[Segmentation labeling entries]
§ §

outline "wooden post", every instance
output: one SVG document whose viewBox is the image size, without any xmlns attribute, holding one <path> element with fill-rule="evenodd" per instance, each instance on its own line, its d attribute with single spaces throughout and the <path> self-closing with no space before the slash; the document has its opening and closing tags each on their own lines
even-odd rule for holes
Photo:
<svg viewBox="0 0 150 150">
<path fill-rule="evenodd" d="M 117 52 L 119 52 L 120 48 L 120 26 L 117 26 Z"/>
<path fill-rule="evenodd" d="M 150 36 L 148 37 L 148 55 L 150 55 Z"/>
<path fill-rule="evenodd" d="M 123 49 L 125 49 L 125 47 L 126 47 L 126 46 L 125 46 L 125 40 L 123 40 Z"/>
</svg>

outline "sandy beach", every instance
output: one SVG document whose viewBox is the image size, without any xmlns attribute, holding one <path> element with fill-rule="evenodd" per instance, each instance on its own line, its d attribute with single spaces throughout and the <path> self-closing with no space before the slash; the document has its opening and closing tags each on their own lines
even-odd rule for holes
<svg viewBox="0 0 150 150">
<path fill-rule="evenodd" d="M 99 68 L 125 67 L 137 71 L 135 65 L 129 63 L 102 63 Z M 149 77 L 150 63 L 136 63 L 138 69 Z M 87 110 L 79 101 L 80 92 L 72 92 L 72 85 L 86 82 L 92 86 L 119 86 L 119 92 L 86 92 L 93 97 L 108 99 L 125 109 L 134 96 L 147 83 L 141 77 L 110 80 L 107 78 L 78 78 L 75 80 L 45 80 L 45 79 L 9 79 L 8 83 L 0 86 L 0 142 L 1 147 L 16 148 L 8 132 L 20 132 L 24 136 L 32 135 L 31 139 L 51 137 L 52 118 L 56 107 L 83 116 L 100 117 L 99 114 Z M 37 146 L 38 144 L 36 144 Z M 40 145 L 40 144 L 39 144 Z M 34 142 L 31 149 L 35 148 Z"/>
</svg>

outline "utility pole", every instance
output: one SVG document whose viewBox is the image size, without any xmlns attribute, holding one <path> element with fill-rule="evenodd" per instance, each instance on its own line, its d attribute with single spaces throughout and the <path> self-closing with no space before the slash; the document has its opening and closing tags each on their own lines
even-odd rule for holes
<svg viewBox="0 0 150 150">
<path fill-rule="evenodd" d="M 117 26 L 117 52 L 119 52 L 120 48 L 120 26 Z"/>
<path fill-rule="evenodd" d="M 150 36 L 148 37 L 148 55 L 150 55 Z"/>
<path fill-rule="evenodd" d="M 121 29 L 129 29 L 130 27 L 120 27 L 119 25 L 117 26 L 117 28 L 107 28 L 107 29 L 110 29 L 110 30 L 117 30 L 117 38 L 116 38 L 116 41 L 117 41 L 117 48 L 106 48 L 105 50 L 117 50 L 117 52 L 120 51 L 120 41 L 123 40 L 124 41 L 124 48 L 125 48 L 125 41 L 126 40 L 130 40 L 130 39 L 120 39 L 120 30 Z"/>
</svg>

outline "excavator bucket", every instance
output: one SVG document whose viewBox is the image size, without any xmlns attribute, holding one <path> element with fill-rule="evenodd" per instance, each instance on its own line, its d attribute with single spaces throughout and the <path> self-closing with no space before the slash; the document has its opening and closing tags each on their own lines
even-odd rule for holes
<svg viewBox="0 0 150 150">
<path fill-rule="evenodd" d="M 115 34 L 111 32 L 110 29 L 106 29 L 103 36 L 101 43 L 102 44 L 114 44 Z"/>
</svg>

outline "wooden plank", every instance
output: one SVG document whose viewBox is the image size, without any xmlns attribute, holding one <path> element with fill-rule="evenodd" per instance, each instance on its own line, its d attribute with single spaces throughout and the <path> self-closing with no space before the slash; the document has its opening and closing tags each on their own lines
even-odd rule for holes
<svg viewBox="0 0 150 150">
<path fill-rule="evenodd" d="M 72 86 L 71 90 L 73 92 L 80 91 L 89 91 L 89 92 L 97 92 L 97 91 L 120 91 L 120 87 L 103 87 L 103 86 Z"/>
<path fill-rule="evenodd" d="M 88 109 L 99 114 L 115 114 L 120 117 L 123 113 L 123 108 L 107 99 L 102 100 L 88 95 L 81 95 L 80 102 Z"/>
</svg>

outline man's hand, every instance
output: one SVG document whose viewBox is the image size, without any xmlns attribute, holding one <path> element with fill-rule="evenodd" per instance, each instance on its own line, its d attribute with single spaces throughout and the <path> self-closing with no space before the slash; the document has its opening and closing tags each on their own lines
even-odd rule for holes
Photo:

§ §

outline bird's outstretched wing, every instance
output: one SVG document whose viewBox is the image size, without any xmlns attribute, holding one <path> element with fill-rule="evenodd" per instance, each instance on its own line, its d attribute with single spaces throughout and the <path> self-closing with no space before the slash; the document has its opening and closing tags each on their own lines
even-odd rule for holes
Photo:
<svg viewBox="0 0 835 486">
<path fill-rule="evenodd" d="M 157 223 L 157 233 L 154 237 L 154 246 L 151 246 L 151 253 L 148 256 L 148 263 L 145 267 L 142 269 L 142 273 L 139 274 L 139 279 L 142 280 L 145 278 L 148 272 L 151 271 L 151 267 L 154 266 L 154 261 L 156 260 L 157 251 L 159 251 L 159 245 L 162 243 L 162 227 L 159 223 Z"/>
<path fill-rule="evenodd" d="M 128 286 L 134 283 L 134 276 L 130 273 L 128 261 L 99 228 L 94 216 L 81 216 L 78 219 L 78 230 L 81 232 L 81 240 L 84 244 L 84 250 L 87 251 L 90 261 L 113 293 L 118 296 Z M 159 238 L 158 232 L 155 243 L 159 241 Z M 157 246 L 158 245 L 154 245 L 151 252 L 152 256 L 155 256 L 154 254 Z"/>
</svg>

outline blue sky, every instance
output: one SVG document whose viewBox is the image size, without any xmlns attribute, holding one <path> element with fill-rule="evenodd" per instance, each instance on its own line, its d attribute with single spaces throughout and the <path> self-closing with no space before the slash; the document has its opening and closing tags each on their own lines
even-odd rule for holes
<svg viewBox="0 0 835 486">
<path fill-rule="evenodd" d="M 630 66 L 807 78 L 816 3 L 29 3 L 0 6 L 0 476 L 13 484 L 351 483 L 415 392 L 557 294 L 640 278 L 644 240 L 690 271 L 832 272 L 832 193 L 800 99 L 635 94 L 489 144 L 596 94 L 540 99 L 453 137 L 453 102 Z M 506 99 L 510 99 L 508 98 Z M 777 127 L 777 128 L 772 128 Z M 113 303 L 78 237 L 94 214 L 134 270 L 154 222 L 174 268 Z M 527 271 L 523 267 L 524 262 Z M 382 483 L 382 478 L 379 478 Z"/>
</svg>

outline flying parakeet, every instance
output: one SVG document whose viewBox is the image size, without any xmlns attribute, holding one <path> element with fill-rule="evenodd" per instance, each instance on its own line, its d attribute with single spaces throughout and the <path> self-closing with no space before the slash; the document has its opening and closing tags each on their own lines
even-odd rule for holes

§ §

■ CHALLENGE
Return each line of the listing above that contains the word "every", matching case exactly.

■ WRITTEN ANSWER
outline "wooden post", every instance
outline "sandy beach", every instance
outline "utility pole", every instance
outline "excavator bucket", every instance
outline "wooden plank", every instance
outline man's hand, every instance
outline bird's outstretched wing, every instance
outline blue sky, every instance
outline flying parakeet, every instance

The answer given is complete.